• Task objective
Begin at the line that has "of the bush" and stop after the line that has "[(227, 410), (38, 405), (119, 407), (176, 410)]". Render that stretch of material as a two-column CSV headed instruction and points, putting each instruction and its points on one row with every field in double quotes and any line breaks turned into spaces.

• The input
-=-=-
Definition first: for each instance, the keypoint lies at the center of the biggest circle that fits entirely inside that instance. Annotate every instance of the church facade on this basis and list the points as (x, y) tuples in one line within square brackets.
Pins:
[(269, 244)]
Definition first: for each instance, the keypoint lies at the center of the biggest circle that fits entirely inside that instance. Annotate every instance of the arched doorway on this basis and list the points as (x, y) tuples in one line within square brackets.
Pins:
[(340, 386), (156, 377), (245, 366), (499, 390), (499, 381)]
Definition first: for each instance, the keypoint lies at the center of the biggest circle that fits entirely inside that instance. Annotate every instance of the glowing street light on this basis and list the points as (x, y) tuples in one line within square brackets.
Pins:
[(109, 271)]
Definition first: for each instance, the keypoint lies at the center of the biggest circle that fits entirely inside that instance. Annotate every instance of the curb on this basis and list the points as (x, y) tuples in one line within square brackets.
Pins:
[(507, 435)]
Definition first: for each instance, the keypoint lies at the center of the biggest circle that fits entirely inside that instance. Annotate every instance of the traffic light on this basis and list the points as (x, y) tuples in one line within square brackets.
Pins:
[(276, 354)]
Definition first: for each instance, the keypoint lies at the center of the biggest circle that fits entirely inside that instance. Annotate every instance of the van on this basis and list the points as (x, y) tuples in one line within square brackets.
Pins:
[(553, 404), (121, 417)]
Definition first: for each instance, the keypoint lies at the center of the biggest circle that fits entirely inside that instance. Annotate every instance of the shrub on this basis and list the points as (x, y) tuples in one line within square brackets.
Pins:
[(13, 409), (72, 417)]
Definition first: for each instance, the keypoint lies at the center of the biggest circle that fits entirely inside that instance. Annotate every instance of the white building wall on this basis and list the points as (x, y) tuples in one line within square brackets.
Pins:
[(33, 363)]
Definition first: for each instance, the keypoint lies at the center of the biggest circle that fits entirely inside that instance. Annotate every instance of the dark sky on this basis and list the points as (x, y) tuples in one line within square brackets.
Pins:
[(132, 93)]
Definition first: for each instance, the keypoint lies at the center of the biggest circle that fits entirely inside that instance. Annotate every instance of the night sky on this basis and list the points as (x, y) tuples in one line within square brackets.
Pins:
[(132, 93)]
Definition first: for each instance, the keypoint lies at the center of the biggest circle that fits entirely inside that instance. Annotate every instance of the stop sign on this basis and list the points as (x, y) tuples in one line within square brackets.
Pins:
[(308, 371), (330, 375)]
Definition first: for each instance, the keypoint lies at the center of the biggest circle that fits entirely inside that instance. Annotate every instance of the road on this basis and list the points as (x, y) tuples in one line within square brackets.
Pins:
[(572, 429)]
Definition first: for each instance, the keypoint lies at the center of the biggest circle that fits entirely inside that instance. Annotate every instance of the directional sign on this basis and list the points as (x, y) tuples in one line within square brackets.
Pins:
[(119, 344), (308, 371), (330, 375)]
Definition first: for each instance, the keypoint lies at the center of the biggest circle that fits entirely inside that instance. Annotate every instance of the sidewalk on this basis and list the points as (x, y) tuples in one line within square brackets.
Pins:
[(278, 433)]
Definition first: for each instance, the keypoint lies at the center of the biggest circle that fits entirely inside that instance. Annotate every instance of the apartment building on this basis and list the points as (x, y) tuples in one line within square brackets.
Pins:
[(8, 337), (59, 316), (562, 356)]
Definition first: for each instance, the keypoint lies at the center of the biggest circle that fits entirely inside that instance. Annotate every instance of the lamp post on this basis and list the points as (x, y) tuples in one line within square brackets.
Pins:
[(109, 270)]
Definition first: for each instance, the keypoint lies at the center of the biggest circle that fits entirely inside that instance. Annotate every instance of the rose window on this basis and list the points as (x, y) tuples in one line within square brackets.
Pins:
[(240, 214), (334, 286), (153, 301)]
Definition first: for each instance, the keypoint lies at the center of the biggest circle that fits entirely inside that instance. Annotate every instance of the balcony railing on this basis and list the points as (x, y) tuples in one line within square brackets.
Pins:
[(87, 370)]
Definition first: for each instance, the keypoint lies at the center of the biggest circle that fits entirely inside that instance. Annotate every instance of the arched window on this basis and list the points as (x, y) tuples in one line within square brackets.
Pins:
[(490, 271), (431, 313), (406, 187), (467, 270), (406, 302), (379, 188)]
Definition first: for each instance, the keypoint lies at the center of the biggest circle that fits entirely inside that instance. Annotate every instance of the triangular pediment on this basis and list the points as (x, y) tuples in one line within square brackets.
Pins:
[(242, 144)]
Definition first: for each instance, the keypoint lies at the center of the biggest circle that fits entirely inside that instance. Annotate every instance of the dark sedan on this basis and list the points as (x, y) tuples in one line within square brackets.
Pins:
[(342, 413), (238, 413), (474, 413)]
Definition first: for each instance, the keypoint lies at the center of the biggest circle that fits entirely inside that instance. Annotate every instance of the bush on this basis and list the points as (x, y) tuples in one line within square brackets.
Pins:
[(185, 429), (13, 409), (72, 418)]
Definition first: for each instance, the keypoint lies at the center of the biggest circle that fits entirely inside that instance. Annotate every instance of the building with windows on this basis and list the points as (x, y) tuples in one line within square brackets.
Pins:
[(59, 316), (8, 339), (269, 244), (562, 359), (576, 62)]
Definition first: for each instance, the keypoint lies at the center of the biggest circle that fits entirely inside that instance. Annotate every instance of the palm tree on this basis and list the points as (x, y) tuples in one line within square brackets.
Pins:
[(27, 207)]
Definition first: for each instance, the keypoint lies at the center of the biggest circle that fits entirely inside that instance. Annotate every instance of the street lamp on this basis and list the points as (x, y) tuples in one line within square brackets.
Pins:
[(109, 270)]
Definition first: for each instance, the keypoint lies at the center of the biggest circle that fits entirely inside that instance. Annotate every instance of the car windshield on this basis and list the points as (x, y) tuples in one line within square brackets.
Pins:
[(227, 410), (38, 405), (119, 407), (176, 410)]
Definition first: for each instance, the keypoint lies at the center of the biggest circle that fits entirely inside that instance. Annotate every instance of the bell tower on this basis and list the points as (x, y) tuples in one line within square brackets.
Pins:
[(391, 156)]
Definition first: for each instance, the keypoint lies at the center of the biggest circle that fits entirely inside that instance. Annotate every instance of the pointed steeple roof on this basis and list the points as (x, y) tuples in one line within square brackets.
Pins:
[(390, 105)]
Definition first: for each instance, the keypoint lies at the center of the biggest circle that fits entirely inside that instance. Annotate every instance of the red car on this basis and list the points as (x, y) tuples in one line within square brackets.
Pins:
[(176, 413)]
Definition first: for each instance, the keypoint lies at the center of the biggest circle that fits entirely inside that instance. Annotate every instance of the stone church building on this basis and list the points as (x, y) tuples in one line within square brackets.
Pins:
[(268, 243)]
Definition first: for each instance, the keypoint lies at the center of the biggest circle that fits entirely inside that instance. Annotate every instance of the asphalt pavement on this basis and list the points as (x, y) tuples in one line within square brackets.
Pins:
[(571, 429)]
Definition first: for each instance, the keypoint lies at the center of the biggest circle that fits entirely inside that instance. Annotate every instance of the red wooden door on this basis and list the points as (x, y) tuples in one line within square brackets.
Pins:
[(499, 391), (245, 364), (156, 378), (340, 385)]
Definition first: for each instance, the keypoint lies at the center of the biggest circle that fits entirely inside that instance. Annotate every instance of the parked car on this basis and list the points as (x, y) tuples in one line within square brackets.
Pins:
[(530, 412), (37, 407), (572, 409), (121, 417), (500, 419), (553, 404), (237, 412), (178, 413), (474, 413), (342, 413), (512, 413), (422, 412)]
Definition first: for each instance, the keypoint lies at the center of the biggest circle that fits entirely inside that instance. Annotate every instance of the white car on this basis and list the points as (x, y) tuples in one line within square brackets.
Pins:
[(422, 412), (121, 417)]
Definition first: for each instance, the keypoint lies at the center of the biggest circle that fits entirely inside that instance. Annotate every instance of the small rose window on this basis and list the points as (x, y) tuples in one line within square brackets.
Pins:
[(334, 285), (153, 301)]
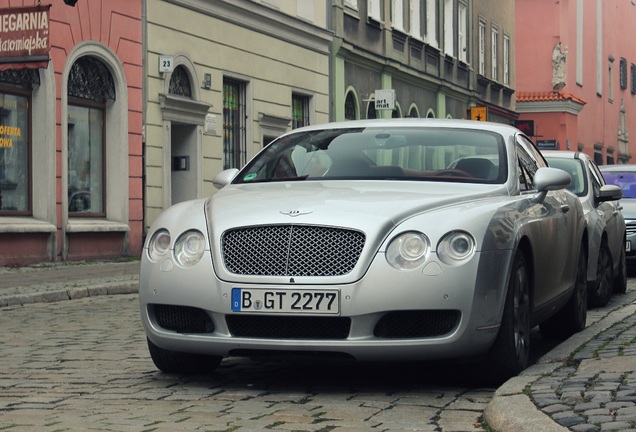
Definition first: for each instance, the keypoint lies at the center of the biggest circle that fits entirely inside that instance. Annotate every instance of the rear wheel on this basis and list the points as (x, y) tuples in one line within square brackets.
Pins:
[(620, 281), (510, 353), (600, 294), (182, 363), (572, 317)]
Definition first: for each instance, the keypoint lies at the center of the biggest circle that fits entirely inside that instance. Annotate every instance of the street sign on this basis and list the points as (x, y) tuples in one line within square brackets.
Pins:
[(385, 99), (479, 113)]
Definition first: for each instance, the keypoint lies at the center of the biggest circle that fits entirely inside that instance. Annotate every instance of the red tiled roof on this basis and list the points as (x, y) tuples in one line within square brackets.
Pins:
[(550, 96)]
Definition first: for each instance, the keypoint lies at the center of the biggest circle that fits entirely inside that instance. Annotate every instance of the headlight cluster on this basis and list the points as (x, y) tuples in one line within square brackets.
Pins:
[(188, 248), (409, 250)]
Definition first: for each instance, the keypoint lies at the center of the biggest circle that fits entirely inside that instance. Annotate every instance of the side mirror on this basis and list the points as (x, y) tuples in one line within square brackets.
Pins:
[(609, 193), (224, 178), (547, 179)]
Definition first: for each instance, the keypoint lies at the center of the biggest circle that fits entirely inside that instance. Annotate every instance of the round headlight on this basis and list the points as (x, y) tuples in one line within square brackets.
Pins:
[(189, 248), (456, 248), (407, 251), (159, 245)]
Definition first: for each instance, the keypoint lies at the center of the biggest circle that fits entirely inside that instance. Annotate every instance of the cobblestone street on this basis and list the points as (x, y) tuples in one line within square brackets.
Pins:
[(83, 365)]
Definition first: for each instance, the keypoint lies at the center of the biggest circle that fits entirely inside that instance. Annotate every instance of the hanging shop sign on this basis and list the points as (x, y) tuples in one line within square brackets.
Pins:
[(24, 37)]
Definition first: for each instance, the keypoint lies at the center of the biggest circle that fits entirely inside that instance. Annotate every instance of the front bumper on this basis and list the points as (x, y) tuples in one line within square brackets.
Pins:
[(437, 312)]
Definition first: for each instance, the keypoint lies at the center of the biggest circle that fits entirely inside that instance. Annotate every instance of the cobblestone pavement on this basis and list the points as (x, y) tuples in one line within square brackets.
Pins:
[(83, 365), (596, 389)]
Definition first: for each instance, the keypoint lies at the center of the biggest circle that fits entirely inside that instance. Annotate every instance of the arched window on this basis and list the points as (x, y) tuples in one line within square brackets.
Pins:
[(351, 111), (90, 89), (180, 82)]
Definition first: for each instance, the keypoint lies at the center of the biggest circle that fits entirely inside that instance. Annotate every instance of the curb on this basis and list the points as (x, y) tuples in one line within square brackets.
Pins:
[(512, 410), (72, 293)]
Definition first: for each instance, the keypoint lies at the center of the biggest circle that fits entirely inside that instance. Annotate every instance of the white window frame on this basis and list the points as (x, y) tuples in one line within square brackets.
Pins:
[(462, 33), (397, 14), (431, 23), (494, 54), (415, 18), (482, 48), (374, 10), (449, 31), (353, 4), (506, 59)]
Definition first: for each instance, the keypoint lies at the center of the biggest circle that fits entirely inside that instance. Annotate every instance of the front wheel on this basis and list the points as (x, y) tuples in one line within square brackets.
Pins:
[(572, 317), (510, 353), (182, 363)]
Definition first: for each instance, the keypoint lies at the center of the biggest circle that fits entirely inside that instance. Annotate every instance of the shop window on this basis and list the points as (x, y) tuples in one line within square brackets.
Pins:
[(15, 140), (351, 112), (234, 132), (623, 73), (90, 89), (300, 111)]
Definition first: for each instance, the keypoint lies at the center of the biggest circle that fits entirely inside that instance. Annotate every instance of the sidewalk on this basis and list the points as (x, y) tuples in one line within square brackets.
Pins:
[(56, 282), (585, 384)]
-=-=-
• Result
instruction,points
"Definition first: for each instance, the keypoint lies at the center of the biggest circle that fits entirely inside that instance. Annotate every instance of the bush on this basis and list the points as (x, y) tuples in one line within square brackets. Pins:","[(185, 429), (13, 409), (72, 418)]"
"Definition first: for each instance, the keypoint lies at the center of the biggest circle that fits entirely inside that instance. Annotate every instance of the building with windows on this basis and list the points as (x, y) tuples in one line within square brackets. Pins:","[(59, 316), (8, 339), (269, 244), (562, 359), (576, 62)]"
"Definition first: for each instance, the keypoint lies at the center of the biggest circle that fits entirely inside that instance. Annotate every instance of the palm tree on this basis and list the points as (x, y) tuples in one line within square brackets. Pins:","[(27, 207)]"
"Definition first: for each instance, the keypoint lies at the center of the biggest circle that fits entirely inside that instance. Annotate every instance of the street lamp on this basis and list the points as (x, y) tuples in one line within square brackets. Pins:","[(109, 270)]"
"Definition first: for each instance, the keypoint lies at the center of the biggest circle that fits entirely inside that instance. Annotate every instance of the car windshield on this basis and list the points as (x, y) tuples in one line within square brackets. Pins:","[(227, 410), (38, 405), (119, 407), (176, 410)]"